WORK REQUIRED:
In one to three sentences, explain why Dolly Parton started the Imagination Library, according to the article about Columbia joining the program.

COLUMBIA — Ninety Columbia babies have received free books since Columbia began participating in Dolly Parton’s Imagination Library program two months ago, said Sarah Howard, Children and Youth Services Coordinator for the Daniel Boone Regional Library.
The Imagination Library gives a hardcover book each month to children in participating communities until he is 5 years old. A child can accumulate a total of 60 books. The program, which includes 432 communities in the U.S., Canada and the United Kingdom, was started by country singer Dolly Parton in 2000 as a way to promote reading at a young age.
“It’s a really neat program,” said Angela Scott, whose son, Aiden, was born in April. “We just got our first book in the mail the other day. I think it’s a great way to build a child’s library collection.”
Columbia parent Jill Casteel, whose son, Maxwell, was born in March, was thrilled with the program.
“Once my child is old enough to realize that he’s going to get a book mailed to him every month, I think it will be a real treat for him and something he will look forward to each month,” Casteel said.
Columbia parents Julie and Denis Swope had heard about the program but did not fully understand the program’s potential for their daughter Mia, who was born June 21.

[Items from a dataset]
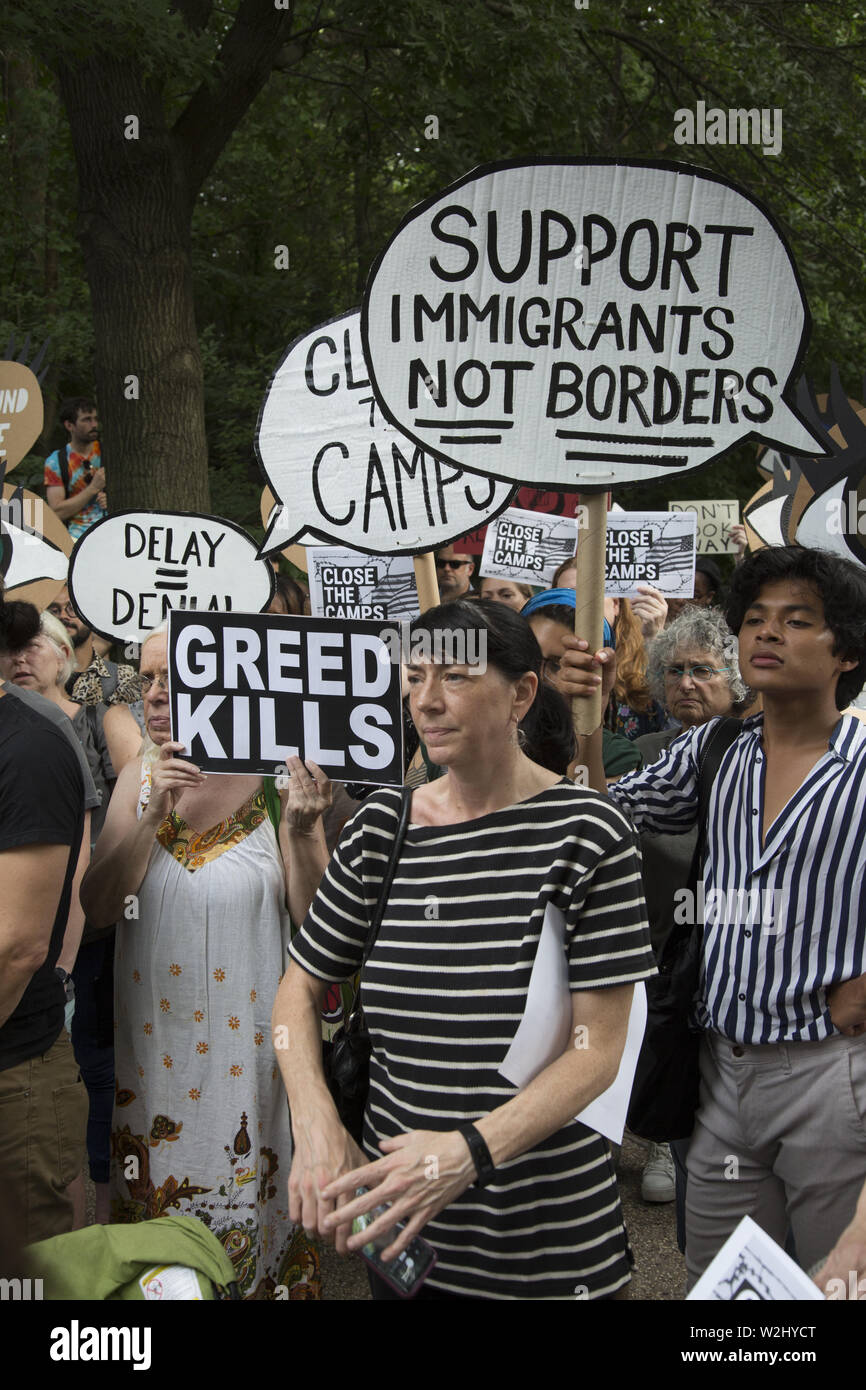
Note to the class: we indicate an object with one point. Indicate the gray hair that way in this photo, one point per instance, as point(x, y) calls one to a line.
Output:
point(59, 638)
point(697, 630)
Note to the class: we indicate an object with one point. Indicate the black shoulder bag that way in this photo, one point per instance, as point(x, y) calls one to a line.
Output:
point(665, 1093)
point(348, 1058)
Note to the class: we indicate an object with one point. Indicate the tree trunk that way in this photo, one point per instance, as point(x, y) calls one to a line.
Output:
point(134, 227)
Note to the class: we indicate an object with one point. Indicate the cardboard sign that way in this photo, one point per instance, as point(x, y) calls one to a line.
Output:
point(818, 502)
point(715, 521)
point(352, 584)
point(34, 548)
point(21, 412)
point(527, 546)
point(250, 690)
point(587, 323)
point(345, 474)
point(132, 567)
point(651, 548)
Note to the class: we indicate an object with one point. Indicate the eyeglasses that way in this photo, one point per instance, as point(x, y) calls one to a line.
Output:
point(698, 673)
point(149, 680)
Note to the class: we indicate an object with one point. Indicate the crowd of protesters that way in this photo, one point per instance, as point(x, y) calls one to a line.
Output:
point(161, 929)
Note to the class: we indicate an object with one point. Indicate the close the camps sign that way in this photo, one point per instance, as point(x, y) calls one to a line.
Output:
point(587, 323)
point(250, 690)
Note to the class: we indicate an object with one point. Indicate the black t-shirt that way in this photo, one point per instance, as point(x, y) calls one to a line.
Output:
point(42, 802)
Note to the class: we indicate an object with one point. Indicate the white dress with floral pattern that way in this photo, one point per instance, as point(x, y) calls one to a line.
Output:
point(200, 1118)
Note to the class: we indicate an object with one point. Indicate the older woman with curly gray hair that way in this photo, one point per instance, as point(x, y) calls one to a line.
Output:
point(694, 673)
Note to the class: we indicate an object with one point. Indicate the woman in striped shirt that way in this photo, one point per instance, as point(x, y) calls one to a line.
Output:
point(496, 849)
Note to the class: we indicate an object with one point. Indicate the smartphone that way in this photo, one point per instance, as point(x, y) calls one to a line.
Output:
point(407, 1272)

WRITTEN REPLY:
Dolly Parton started the Imagination Library in 2000 to promote reading at a young age. The program does this by giving a hardcover book each month to children in participating communities until they turn 5.